**Task to complete**
Render every line of the records below as a numbered list, leaving out the blank lines.

Source data:
▬▬▬▬▬▬

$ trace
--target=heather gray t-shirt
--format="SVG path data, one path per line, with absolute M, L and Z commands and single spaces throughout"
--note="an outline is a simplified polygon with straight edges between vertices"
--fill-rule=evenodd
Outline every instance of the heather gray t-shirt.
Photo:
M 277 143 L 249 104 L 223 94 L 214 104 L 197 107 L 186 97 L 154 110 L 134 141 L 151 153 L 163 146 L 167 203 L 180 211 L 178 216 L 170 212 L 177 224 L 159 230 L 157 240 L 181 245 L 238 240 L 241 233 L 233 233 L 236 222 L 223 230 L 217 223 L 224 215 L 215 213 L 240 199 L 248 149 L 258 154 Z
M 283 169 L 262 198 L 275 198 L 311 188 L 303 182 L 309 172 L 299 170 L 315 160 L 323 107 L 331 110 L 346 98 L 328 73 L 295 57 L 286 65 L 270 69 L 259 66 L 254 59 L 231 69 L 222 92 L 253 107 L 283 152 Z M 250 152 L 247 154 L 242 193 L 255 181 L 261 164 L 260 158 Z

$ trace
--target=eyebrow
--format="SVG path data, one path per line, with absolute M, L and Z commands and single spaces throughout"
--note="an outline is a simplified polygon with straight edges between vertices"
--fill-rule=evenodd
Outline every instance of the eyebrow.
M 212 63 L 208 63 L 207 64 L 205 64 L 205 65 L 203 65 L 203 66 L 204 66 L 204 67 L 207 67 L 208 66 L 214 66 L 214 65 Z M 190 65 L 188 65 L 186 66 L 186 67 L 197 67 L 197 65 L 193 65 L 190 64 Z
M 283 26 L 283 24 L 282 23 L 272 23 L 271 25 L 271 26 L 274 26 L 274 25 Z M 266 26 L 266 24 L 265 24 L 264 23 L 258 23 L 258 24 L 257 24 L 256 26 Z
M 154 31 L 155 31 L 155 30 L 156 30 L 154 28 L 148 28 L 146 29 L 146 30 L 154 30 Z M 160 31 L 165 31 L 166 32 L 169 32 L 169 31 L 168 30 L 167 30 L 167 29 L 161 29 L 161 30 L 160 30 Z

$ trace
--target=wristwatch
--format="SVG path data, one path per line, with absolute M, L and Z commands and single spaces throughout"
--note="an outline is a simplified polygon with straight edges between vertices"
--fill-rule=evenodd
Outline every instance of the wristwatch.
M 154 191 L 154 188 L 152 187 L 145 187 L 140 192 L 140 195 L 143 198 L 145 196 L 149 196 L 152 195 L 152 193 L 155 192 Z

▬▬▬▬▬▬

**Solution**
1. $ trace
2. --target=heather gray t-shirt
3. --format="SVG path data, one path per line, with absolute M, L and Z commands and single spaces throughout"
4. --note="an outline is a simplified polygon with straight edges between vertices"
5. --fill-rule=evenodd
6. Outline every instance of the heather gray t-shirt.
7. Photo:
8. M 277 143 L 249 104 L 223 94 L 214 104 L 197 107 L 186 97 L 154 110 L 134 141 L 151 153 L 163 146 L 167 203 L 180 211 L 178 216 L 170 212 L 177 224 L 159 230 L 157 240 L 181 245 L 238 240 L 241 233 L 233 233 L 236 222 L 223 230 L 217 223 L 224 215 L 215 213 L 240 199 L 248 149 L 258 154 Z
9. M 283 169 L 262 198 L 275 198 L 311 188 L 303 182 L 309 172 L 299 170 L 315 160 L 323 107 L 331 110 L 346 98 L 328 73 L 295 57 L 286 65 L 270 69 L 259 66 L 254 59 L 231 69 L 222 92 L 253 107 L 283 152 Z M 250 152 L 247 154 L 242 193 L 255 181 L 261 164 L 260 158 Z
10. $ trace
11. --target=eyebrow
12. --format="SVG path data, one path per line, with absolute M, L and Z commands and single spaces throughout"
13. --note="an outline is a simplified polygon with straight edges between vertices"
14. --fill-rule=evenodd
15. Outline every instance of the eyebrow.
16. M 212 63 L 208 63 L 207 64 L 205 64 L 205 65 L 203 65 L 203 66 L 204 66 L 204 67 L 207 67 L 208 66 L 214 66 L 214 65 Z M 190 65 L 188 65 L 186 66 L 186 67 L 197 67 L 197 65 L 193 65 L 190 64 Z
17. M 283 26 L 283 24 L 282 23 L 272 23 L 271 25 L 271 26 L 274 26 L 274 25 Z M 266 26 L 266 24 L 265 24 L 264 23 L 258 23 L 258 24 L 257 24 L 256 26 Z
18. M 154 31 L 155 31 L 155 30 L 156 30 L 154 28 L 148 28 L 146 29 L 146 30 L 154 30 Z M 160 31 L 165 31 L 166 32 L 169 32 L 169 31 L 168 30 L 167 30 L 167 29 L 161 29 L 161 30 L 160 30 Z
19. $ trace
20. --target=wristwatch
21. --format="SVG path data, one path per line, with absolute M, L and Z commands and single spaces throughout"
22. --note="an outline is a simplified polygon with straight edges between vertices"
23. --fill-rule=evenodd
24. Outline every instance of the wristwatch.
25. M 154 191 L 154 188 L 152 187 L 145 187 L 140 192 L 140 195 L 143 198 L 145 196 L 149 196 L 152 195 L 152 193 L 155 192 Z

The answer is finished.